◆ **TASKS AND EXERCISES**
1. Reproduce, word for word, the part of the International Solidarity Movement text that opens with the words containing "The invasion of" and closes with "car into Bethlehem.".
2. In the International Solidarity Movement text, on what day did the writer arrive to make the documentary?
3. Pick up the International Solidarity Movement text after its final sentence and keep writing in the same first-person voice.

◆ **PROVIDED TEXT**

━━━━━━━━━━

ISM activists also organised ISM Orientation days with training to nonviolent Resistance of Occupation.
Here are interviews and pictures with Leila Sansour and Chris, both committed and passionate activists for the International Solidarity Movement.
International Solidarity Movement, Electronic Intifada
Leila Sansour, filmdirector, and Chris, both ISM activists
Leila and Chris after the film show in Edinburgh Filmhouse
Four days in hell
Last April, I had occasion to be evacuated from Bethlehem by the British Consulate. It wasn't the first evacuation I had experienced that week - an Israeli tank muzzle outside your hotel bedroom window is an excellent purgative.
The invasion of the city began two nights earlier, on Easter Monday. As it progressed, the various consulates decided to remove as many of their nationals as were prepared to leave, and I was one. We were trapped in the hotel and the consul told me if we didn't leave now, it might be weeks before he could get another car into Bethlehem.
So I was relieved when two Range Rovers pulled up. I was further relieved not to be an American. The US consulate sent the CIA in armoured limousines, and their agents had helmets, flak jackets and guns. Our man had driving gloves. And travel sweets.
I had arrived on Good Friday to make a documentary about the International Solidarity Movement. I was on the plane when Ariel Sharon announced his intention to reoccupy the entire West Bank. Leila Sansour, the producer, had said I would not be put in any danger. The look on her face when she met me at the Bethlehem checkpoint told me she knew it had been a rash promise.
The idea was that I should join the ISM and take part in its usual activities. But with tanks at the edge of the city, our options were limited. On previous trips, actions had involved demonstrations but also practical help.
The presence of internationals affords locals some protection. Activists ride in Red Crescent ambulances. They help farmers who try to labour in the shadow of Israeli settlements and their violent occupants. They remove roadblocks so that people can go about their business. They run playgroups. They bear witness.
And they take a fair amount of verbal and physical abuse from settlers, police and soldiers. The group I was with was the first to sustain bullet wounds, as we marched cheerfully to Beit Jala that Easter Monday. Since then, other ISM activists have been shot - most recently, Tom Hurndall on Friday. And last month, Rachel Corrie was crushed to death by a Caterpillar bulldozer.

━━━━━━━━━━

◆ **RECORDS**
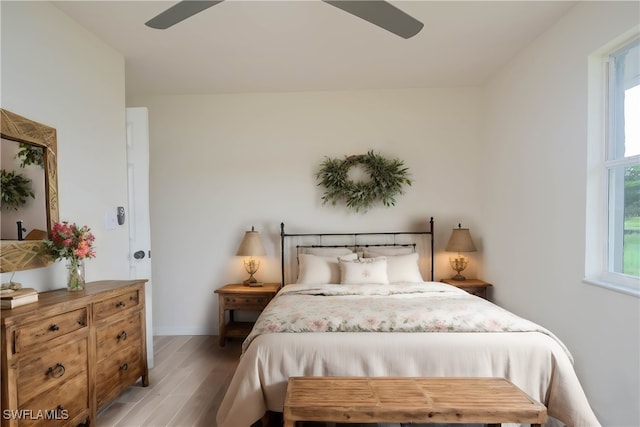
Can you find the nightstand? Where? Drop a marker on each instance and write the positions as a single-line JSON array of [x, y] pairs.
[[473, 286], [241, 297]]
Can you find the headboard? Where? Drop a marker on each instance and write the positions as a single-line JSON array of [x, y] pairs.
[[358, 240]]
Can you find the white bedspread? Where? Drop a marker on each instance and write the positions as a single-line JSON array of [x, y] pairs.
[[532, 358]]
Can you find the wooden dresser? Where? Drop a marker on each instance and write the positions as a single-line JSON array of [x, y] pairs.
[[70, 353]]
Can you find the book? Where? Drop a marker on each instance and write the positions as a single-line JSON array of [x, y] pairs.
[[17, 297]]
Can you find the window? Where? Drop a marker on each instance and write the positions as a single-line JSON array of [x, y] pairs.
[[613, 234]]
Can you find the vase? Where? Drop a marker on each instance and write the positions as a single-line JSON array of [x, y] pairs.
[[75, 275]]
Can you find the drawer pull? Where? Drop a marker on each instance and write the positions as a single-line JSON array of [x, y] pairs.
[[57, 371]]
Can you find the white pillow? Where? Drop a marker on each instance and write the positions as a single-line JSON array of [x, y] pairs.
[[364, 271], [328, 251], [403, 268], [374, 251], [314, 270]]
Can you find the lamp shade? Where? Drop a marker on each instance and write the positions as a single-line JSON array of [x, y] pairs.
[[251, 245], [460, 241]]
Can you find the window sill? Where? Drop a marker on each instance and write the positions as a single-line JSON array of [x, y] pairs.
[[613, 286]]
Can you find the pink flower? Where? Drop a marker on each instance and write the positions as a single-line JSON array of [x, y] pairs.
[[71, 242]]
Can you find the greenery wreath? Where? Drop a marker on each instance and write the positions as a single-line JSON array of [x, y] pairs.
[[387, 178]]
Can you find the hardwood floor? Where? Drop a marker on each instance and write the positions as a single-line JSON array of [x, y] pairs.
[[187, 385], [188, 381]]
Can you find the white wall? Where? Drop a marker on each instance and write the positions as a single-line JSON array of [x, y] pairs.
[[220, 164], [534, 210], [57, 73]]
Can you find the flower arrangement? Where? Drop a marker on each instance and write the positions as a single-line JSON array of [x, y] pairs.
[[74, 244]]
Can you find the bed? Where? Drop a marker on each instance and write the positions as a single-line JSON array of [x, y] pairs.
[[362, 309]]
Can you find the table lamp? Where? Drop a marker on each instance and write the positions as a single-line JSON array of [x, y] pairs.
[[460, 241], [251, 246]]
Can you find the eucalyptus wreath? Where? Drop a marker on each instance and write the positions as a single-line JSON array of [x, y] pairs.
[[387, 179]]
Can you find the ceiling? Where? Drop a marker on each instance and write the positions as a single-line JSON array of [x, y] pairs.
[[241, 46]]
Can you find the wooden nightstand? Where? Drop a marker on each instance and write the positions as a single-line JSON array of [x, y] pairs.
[[473, 286], [242, 297]]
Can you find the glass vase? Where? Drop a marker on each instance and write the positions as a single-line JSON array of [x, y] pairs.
[[75, 275]]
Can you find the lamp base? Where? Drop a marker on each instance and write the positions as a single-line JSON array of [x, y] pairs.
[[254, 284], [251, 281]]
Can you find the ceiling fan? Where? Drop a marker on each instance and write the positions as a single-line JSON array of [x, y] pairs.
[[377, 12]]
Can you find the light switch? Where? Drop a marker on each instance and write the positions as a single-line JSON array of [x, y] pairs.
[[110, 220]]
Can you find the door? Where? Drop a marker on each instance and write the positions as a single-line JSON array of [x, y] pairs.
[[139, 222]]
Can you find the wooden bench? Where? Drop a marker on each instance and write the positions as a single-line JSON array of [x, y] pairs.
[[404, 400]]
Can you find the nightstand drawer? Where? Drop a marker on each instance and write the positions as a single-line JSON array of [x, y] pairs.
[[246, 302], [480, 292], [475, 287], [50, 328]]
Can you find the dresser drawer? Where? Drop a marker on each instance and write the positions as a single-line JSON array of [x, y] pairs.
[[52, 327], [117, 336], [68, 402], [246, 302], [117, 372], [51, 369], [117, 304]]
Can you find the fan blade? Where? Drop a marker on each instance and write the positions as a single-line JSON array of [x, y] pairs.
[[382, 14], [179, 12]]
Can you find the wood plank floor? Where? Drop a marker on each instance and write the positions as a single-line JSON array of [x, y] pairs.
[[187, 385]]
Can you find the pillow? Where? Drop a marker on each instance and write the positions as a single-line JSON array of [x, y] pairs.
[[364, 271], [314, 270], [328, 252], [373, 251], [403, 268]]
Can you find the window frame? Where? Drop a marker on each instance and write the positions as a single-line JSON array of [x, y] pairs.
[[602, 196]]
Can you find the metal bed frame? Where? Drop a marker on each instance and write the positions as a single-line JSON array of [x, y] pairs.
[[355, 244]]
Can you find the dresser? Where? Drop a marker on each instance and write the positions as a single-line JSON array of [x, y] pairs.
[[67, 355]]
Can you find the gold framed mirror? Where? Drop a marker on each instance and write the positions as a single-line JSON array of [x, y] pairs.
[[17, 255]]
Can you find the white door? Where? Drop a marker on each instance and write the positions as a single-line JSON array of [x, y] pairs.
[[139, 228]]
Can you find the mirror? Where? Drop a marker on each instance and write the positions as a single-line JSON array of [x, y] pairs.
[[37, 213]]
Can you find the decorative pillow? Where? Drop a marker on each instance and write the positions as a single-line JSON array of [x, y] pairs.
[[328, 252], [364, 271], [402, 268], [314, 270], [374, 251]]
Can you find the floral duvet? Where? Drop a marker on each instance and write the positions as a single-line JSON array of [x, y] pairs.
[[414, 330], [406, 307]]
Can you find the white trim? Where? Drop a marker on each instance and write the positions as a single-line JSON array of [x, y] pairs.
[[171, 331], [613, 286]]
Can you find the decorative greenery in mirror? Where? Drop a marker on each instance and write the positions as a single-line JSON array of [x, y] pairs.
[[35, 194]]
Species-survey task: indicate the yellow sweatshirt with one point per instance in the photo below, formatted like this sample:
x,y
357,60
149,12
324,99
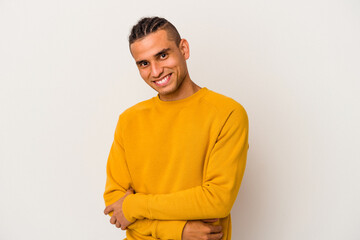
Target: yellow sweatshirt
x,y
185,159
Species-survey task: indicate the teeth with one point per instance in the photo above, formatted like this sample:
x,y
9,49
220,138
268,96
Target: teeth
x,y
163,80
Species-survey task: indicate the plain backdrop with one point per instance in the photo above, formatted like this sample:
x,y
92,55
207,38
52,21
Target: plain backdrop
x,y
66,74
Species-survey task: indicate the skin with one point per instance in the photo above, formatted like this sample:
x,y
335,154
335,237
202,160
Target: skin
x,y
156,58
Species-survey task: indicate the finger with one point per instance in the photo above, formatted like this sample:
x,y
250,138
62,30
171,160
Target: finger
x,y
113,220
215,228
123,227
210,220
130,191
108,209
118,225
215,236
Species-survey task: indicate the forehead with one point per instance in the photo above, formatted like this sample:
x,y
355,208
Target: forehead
x,y
150,45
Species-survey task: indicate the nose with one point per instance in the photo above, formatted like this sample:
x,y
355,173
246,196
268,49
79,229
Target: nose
x,y
156,70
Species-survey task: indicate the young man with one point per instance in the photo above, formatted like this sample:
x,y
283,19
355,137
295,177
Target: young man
x,y
177,159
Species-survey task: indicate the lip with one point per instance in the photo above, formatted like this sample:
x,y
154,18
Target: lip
x,y
165,83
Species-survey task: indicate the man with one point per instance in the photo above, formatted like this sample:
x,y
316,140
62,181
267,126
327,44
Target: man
x,y
177,159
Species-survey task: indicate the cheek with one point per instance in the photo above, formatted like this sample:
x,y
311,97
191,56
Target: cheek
x,y
144,74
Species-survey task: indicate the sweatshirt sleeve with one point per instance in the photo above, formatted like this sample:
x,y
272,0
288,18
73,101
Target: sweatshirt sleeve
x,y
118,181
222,179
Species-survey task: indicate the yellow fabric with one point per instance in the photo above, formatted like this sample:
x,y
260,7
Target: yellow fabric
x,y
185,160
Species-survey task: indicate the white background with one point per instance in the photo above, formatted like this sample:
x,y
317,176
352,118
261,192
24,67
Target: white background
x,y
66,74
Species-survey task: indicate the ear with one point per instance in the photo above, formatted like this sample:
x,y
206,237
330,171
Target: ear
x,y
184,48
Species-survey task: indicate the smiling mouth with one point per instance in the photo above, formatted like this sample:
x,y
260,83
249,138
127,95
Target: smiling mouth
x,y
163,81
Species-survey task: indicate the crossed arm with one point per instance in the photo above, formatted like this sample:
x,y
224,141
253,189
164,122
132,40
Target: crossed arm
x,y
213,199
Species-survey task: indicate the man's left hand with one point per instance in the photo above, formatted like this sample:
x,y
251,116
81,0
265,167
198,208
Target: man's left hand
x,y
118,217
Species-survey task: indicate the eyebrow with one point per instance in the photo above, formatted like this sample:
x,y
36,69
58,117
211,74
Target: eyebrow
x,y
162,51
156,55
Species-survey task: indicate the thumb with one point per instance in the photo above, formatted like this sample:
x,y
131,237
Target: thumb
x,y
108,209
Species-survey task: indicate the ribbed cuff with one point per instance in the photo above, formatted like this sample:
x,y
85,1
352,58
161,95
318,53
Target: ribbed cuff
x,y
135,206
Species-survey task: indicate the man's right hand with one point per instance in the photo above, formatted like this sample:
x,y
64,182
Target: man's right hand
x,y
202,229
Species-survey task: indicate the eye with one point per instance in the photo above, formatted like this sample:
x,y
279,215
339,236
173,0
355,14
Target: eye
x,y
143,64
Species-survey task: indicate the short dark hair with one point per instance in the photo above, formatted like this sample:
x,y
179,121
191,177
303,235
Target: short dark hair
x,y
149,25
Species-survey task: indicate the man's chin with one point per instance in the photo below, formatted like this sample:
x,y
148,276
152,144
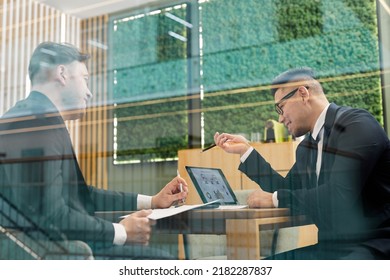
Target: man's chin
x,y
73,114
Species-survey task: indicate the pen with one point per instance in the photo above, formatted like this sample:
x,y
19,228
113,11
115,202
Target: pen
x,y
180,185
209,147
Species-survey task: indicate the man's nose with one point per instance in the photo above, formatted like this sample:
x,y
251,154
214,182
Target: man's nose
x,y
89,94
281,118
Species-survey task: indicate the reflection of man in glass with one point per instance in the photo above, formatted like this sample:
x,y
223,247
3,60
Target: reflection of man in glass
x,y
43,178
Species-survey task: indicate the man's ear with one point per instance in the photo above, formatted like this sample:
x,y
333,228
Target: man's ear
x,y
303,93
61,74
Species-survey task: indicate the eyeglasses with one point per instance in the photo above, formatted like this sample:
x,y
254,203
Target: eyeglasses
x,y
279,109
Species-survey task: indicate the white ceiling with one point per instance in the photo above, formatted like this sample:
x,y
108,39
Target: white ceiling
x,y
91,8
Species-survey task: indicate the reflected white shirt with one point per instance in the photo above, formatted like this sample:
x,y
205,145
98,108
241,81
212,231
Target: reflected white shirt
x,y
143,202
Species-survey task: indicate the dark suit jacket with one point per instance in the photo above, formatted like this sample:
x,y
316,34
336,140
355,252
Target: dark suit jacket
x,y
352,197
43,179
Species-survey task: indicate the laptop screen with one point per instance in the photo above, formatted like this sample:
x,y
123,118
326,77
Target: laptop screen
x,y
211,184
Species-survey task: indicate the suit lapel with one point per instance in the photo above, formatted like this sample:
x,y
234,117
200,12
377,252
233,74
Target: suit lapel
x,y
329,122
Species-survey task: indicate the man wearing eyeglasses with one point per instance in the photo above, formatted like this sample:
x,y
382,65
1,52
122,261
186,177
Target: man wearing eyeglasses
x,y
340,180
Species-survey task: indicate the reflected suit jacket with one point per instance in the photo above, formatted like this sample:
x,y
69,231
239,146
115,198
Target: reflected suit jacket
x,y
351,199
43,178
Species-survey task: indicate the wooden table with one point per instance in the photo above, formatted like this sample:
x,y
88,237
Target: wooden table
x,y
242,227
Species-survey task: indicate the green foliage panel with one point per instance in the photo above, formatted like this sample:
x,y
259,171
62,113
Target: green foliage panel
x,y
245,45
337,38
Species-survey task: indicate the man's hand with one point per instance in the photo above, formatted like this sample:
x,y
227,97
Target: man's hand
x,y
170,193
234,144
138,227
260,199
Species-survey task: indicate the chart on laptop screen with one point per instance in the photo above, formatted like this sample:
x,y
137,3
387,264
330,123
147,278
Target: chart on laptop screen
x,y
212,184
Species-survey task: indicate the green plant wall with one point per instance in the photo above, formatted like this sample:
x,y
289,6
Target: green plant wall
x,y
245,44
248,43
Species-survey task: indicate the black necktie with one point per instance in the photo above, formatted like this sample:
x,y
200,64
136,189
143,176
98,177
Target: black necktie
x,y
312,166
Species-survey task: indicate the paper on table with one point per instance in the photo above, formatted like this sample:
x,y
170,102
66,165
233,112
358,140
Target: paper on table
x,y
167,212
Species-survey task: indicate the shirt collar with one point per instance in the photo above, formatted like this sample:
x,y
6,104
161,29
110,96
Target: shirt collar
x,y
319,123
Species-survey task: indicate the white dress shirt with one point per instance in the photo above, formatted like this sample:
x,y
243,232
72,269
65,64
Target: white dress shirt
x,y
143,202
318,131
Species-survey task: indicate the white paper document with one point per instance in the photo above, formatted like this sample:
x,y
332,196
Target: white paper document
x,y
167,212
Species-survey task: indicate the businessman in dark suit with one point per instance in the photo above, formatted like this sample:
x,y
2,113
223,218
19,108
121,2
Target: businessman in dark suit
x,y
42,177
340,179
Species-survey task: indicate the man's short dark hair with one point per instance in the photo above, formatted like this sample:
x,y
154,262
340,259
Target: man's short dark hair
x,y
304,73
49,54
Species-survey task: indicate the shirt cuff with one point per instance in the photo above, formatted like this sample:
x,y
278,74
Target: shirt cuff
x,y
120,235
275,200
144,202
246,155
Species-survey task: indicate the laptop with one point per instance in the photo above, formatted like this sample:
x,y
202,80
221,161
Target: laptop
x,y
212,185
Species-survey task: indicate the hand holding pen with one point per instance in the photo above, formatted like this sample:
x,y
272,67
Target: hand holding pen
x,y
231,143
175,191
181,187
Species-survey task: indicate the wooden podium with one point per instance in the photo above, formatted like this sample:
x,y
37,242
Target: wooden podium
x,y
281,156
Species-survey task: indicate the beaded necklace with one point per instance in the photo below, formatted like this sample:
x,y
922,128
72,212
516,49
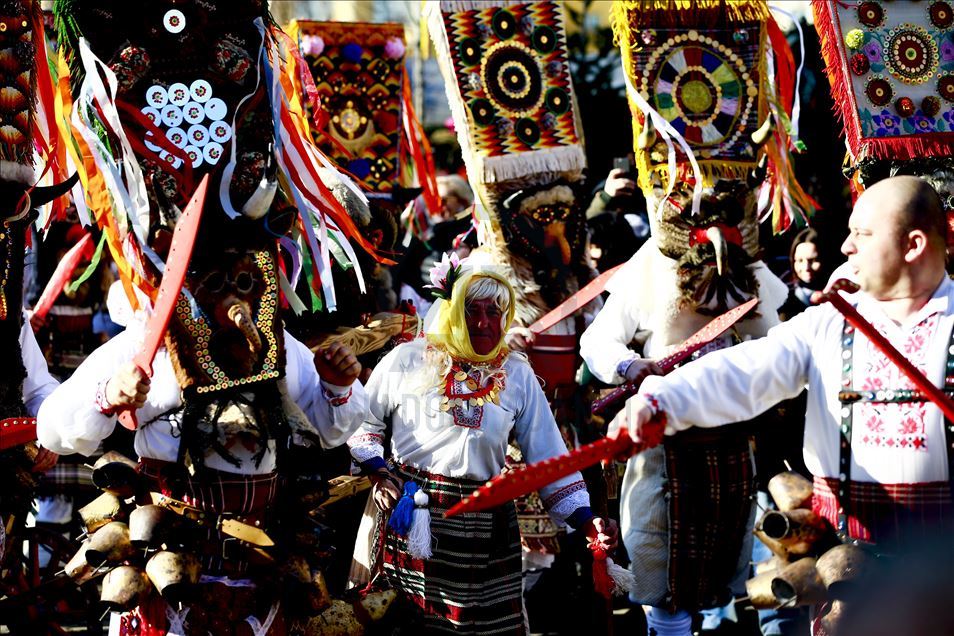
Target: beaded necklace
x,y
849,396
467,407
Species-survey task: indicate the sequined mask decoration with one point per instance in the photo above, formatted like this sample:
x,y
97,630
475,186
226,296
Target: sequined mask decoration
x,y
236,337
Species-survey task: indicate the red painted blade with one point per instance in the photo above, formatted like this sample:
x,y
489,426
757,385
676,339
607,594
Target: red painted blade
x,y
570,306
64,270
183,240
512,484
696,341
15,431
936,395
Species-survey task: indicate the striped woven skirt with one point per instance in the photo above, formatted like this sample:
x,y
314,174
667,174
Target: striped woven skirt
x,y
472,584
888,515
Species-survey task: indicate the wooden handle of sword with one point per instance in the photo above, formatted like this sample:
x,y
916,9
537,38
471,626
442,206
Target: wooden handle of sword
x,y
127,414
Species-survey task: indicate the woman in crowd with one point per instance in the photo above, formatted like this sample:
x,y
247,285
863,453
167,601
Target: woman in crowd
x,y
451,401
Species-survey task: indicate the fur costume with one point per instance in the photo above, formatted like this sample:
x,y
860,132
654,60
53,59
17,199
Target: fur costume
x,y
699,83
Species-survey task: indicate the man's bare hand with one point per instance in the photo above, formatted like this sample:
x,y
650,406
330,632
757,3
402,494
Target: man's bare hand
x,y
386,491
519,339
336,364
128,387
639,369
637,420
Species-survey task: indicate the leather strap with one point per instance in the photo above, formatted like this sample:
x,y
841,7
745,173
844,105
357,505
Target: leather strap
x,y
848,396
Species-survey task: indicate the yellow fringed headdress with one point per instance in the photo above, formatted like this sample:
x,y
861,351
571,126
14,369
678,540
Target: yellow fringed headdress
x,y
447,322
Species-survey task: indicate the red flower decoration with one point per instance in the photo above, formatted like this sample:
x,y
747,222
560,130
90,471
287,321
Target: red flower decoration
x,y
945,87
859,64
879,91
870,14
904,106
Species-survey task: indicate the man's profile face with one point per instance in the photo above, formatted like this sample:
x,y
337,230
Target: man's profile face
x,y
874,247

━━━━━━━━━━

◆ **RESULTS IN ORDER**
1.
The invasion of the city began two nights earlier, on Easter Monday. As it progressed, the various consulates decided to remove as many of their nationals as were prepared to leave, and I was one. We were trapped in the hotel and the consul told me if we didn't leave now, it might be weeks before he could get another car into Bethlehem.

2. Good Friday.

3.
Fortunately, none of us was killed last year, although several were injured. An Australian friend is still carrying bits of a bullet in her stomach. And if you have ever heard that stuff about nervous soldiers panicking under pressure, I particularly urge you to see this film.
You will never see a soldier under less pressure than the man who decided to open up on us. You will see Kunle and Lillian, our designated negotiators, walk forward with arms outstretched to approach the armoured personnel carrier. Kunle was hit in three places.
That night, we knew the Israelis were going to take the city. Most activists volunteered to stay in the refugee camps, which, I firmly believe, prevented a massacre. The rest of us did media work in the hotel and, on Wednesday night, some of us took the chance to escape with our consulates. My premature departure made one thing certain: I would have to go back to Palestine to finish the film.
Despite being besieged in the camps, the residents were able to move about. We visited Dheisha, a camp that had seen its fair share of suffering (including the shooting of a young stonethrower the previous week), but still seemed to have some kind of life.
We stayed the night with a Palestinian family. I began with perhaps the most stupid question I could have mustered: "Have you ever been to England?" Palestinian women have a way of looking at you that says: "Are you uniquely stupid, or is it a male thing?" But I think I redeemed myself when the baby took a shine to me. Apparently they sometimes ask after Mr Jeremy.
In fact, it was hard through all of this not to feel quite useless - which is why I was glad that, back in Jerusalem, I was able to join in with a successful action. I was also heartened that it was organised by Israelis, the Ta'ayush peace group, who booked a convoy of coaches to take medical supplies into the West Bank town of Salfit.
This is my favourite part of the film, probably because we did something helpful and practical that involved a direct challenge to the military occupation. Having said that, I am gratingly chirpy at this point in the film. Perhaps, being a middle-aged man on a coach trip, I was impelled to make a daft joke every few seconds. That is tangential to the wider issues, obviously, but I want to make clear that I'm aware of it before anyone sees the film.
My four days were up, so I headed home. I had no idea what the film would look like but, having seen it, I'm proud. Not of myself - except as an intriguing study in bewilderment - but of Leila, and of the activists the film shamelessly champions. I'm sure no broadcaster will touch it. I just hope it doesn't spawn the idea for a series called I'm a Celebrity - Evacuate Me.